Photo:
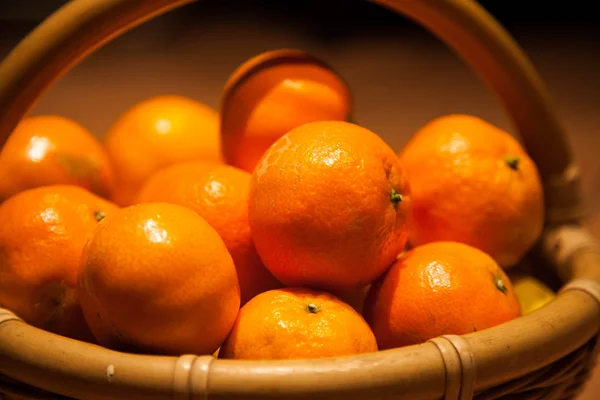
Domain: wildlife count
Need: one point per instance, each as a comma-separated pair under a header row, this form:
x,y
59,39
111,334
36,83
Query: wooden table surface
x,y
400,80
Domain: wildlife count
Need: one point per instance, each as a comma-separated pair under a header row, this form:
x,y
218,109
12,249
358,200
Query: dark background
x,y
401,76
* * *
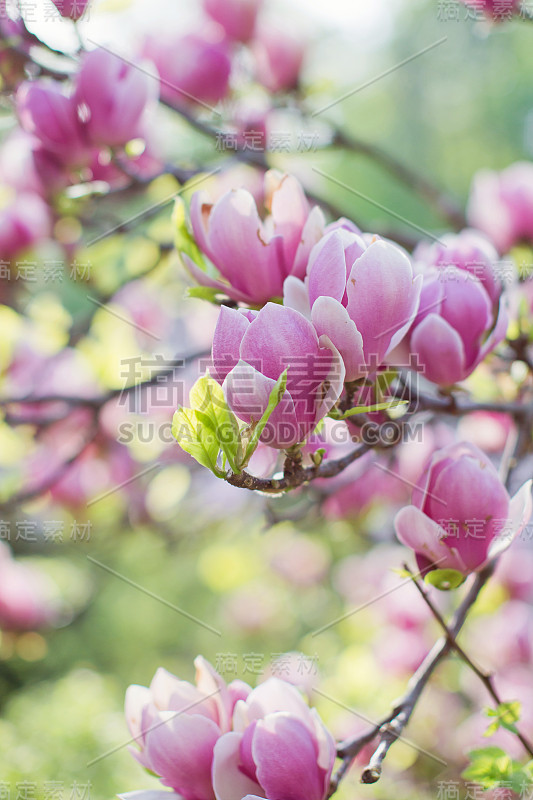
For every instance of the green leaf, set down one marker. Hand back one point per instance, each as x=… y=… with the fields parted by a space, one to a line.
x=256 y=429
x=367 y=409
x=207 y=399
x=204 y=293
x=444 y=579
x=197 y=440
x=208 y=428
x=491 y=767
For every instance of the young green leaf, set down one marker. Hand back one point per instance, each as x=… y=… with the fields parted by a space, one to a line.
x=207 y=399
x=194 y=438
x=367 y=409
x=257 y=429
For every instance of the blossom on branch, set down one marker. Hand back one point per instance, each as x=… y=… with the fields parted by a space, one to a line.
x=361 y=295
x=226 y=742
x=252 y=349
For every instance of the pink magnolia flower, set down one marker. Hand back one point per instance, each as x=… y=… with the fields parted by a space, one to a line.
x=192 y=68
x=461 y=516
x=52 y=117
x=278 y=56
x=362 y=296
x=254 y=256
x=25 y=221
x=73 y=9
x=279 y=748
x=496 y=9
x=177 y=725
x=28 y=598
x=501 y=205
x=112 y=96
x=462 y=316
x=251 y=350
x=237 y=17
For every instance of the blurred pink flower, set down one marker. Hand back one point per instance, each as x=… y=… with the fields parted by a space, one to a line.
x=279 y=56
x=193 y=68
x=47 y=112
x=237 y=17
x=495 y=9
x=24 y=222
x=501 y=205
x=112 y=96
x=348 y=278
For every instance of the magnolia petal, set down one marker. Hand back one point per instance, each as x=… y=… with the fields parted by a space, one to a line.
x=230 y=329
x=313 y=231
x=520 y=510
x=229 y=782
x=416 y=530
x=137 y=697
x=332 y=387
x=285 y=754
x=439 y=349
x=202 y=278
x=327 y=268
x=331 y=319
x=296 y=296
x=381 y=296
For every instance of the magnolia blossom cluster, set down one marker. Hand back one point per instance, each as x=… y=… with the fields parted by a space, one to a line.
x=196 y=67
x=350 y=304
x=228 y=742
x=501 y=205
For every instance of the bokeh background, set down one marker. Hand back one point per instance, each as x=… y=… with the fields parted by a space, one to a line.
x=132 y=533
...
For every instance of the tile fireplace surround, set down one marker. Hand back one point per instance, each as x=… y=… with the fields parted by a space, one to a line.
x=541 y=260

> [Request]: Reproduce only the lines of the records starting at the line containing "For every instance of the green" and ending at the line containing "x=252 y=349", with "marker" changed to "pin" and everything else left as it is.

> [Solution to the exercise]:
For every instance of the green leaf, set down one pin. Hand back one point per instance, each as x=… y=… with the fields parted by a space, one to a line.
x=256 y=429
x=367 y=409
x=207 y=399
x=204 y=293
x=444 y=579
x=197 y=440
x=208 y=428
x=491 y=767
For every instance of the young green leaf, set down one pin. Hand back one point per instance, each as x=… y=… with the fields parted by a space, one to a line.
x=207 y=399
x=194 y=438
x=367 y=409
x=257 y=429
For every instance of the blossom on branch, set down one pin. Hand back one point per instance, each as x=… y=… with the fields parted by a space, one to a line.
x=361 y=295
x=226 y=742
x=252 y=349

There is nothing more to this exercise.